**AIM OF THE EXERCISE**
Please rewrite the rows below, changing "dark hair" to "black hair" and leaving everything else as it is.

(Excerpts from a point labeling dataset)
★ ★ ★ ★

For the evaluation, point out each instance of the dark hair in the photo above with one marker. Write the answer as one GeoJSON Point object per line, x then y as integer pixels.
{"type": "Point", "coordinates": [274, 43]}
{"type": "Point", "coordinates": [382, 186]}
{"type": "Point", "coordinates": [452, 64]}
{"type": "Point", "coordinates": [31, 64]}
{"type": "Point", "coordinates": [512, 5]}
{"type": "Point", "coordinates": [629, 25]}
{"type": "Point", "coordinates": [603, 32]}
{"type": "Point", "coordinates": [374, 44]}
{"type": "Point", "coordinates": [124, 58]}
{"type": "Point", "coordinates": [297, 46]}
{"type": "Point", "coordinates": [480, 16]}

★ ★ ★ ★

**EXERCISE RESPONSE**
For the evaluation, point out each instance of the black hair in the photo above with one marker. Write the answer as one GeoJSON Point object per line, x then y as integer pixels.
{"type": "Point", "coordinates": [274, 43]}
{"type": "Point", "coordinates": [382, 186]}
{"type": "Point", "coordinates": [452, 64]}
{"type": "Point", "coordinates": [31, 64]}
{"type": "Point", "coordinates": [512, 5]}
{"type": "Point", "coordinates": [629, 25]}
{"type": "Point", "coordinates": [603, 32]}
{"type": "Point", "coordinates": [374, 44]}
{"type": "Point", "coordinates": [124, 58]}
{"type": "Point", "coordinates": [297, 46]}
{"type": "Point", "coordinates": [480, 16]}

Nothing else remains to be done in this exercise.